Your objective: Leave out all lines before the one containing "Query: red tile roof", and copy that line and all the rest below it exactly.

Task data:
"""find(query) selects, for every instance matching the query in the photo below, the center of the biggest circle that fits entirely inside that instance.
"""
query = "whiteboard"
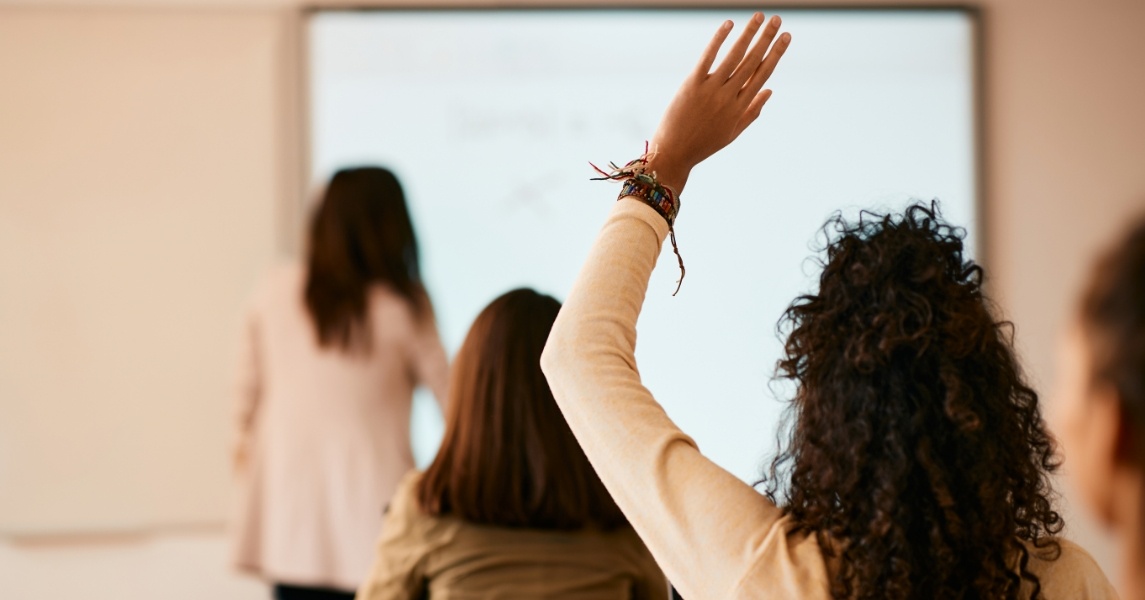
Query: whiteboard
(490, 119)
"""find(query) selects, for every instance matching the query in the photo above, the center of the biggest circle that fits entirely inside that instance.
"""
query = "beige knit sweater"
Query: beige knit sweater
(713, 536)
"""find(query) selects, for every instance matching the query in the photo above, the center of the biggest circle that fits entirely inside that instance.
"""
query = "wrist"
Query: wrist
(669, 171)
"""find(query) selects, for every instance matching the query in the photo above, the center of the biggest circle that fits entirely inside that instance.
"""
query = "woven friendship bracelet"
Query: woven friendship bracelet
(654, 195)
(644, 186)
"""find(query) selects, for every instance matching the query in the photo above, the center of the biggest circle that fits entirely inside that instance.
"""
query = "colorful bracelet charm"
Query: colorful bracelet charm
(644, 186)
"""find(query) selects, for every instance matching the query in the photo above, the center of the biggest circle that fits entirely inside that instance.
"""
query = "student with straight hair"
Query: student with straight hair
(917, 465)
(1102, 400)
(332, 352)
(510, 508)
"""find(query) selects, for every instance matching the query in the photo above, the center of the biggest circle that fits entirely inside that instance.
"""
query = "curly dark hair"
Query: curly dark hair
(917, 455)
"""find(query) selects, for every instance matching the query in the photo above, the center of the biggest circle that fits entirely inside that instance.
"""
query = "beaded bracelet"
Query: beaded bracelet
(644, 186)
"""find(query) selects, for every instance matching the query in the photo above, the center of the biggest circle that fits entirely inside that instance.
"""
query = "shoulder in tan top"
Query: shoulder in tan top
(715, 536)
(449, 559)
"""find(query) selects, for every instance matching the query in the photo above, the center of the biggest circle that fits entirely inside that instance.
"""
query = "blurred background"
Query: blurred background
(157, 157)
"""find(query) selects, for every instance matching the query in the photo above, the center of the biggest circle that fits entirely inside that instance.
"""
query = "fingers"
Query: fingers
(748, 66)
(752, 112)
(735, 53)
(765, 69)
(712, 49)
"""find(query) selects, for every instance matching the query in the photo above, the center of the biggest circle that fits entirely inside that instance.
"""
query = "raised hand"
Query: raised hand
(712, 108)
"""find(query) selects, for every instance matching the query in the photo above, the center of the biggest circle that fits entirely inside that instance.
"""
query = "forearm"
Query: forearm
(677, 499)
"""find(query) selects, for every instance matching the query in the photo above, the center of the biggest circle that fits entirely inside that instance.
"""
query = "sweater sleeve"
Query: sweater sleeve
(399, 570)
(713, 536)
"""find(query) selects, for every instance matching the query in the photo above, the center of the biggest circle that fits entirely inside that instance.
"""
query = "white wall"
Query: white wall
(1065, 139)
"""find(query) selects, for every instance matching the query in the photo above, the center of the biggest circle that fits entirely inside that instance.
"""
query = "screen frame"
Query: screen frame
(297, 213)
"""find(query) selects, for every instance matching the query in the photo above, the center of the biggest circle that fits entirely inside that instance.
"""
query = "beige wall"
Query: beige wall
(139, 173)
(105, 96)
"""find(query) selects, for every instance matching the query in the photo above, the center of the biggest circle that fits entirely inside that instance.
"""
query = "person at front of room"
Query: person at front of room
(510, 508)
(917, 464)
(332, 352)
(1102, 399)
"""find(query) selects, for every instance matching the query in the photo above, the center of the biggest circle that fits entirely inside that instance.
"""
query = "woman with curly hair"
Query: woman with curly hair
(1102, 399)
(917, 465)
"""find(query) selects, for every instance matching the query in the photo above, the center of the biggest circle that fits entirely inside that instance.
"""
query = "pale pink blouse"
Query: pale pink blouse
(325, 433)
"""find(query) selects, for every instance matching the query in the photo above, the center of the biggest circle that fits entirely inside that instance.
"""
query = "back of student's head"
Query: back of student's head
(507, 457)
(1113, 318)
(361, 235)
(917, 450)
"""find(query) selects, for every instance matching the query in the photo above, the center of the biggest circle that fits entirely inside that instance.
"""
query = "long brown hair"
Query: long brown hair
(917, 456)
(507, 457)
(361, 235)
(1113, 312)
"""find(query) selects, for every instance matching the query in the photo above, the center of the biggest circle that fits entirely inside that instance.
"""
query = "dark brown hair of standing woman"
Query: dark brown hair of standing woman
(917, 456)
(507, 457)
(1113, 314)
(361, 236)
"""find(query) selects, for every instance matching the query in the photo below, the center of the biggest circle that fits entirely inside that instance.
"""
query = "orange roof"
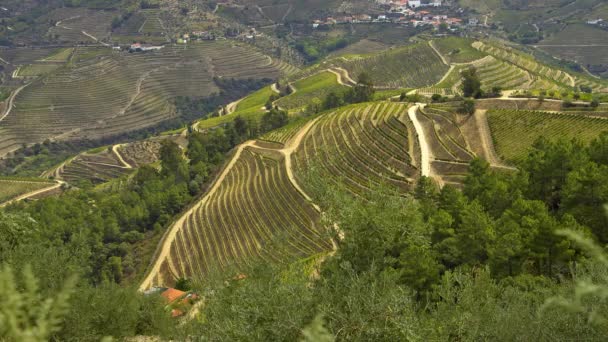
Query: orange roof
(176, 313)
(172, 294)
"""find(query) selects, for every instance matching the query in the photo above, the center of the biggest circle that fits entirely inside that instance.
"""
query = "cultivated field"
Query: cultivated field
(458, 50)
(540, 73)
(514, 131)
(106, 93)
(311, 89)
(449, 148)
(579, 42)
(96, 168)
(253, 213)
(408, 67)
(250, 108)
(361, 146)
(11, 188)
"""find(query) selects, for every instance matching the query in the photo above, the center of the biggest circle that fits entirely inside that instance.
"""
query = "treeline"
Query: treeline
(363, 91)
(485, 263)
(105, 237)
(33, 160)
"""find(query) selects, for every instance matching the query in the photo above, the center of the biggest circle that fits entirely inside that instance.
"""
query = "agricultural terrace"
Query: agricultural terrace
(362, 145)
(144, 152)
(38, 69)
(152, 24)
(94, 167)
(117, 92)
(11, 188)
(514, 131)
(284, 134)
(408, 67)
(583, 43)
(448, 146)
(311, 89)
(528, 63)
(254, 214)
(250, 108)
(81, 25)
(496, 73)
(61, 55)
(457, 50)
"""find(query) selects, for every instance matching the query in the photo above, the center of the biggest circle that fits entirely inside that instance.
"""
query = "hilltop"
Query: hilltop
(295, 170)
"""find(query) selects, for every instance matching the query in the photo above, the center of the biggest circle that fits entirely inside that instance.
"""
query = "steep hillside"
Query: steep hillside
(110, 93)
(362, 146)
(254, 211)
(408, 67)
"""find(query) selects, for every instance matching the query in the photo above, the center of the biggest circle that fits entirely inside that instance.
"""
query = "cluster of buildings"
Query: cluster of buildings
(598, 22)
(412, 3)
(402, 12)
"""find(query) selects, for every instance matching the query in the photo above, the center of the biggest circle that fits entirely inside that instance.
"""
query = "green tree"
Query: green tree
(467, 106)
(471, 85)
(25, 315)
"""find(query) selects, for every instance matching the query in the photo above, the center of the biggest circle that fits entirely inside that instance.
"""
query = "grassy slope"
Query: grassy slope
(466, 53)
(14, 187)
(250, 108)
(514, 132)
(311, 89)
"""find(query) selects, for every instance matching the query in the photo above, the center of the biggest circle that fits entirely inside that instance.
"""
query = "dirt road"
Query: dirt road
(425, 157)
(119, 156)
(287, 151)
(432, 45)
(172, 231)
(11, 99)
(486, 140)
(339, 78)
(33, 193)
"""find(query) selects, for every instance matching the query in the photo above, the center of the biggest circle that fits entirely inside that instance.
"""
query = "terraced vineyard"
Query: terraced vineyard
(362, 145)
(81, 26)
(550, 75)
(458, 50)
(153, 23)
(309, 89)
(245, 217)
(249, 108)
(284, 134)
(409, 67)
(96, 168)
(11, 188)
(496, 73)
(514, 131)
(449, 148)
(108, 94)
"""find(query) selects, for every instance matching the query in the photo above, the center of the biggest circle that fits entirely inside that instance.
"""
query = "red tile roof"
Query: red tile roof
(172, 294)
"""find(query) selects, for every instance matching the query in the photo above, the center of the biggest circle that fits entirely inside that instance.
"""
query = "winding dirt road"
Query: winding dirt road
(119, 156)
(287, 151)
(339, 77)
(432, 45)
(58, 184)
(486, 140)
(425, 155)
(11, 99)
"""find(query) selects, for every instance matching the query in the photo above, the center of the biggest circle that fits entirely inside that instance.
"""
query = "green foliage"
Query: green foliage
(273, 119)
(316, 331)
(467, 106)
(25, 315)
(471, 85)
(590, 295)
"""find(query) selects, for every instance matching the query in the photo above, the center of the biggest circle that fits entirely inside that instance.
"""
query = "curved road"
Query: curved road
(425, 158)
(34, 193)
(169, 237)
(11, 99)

Problem solution:
Query: red tile roof
(172, 294)
"""find(query) selects, for every instance matching the query in the photo above, the center of the biggest circle that fits entirely inside that instance.
"""
query = "winding dirt road"
Query: winding dirt road
(119, 156)
(287, 151)
(339, 77)
(432, 45)
(58, 184)
(486, 140)
(425, 155)
(11, 99)
"""find(query) selects, for every instance matching the query in the photo above, the center of the biggest circle that fits entirely inside that instance.
"""
query = "green foliage"
Query: green foliage
(273, 119)
(316, 331)
(467, 106)
(25, 315)
(471, 85)
(590, 295)
"""find(query) selects, for every instance matching the query in the photo above, the center of the biggest circle that fits entirely inside that instance.
"""
query = "curved road"
Query: curved road
(425, 158)
(34, 193)
(169, 237)
(11, 99)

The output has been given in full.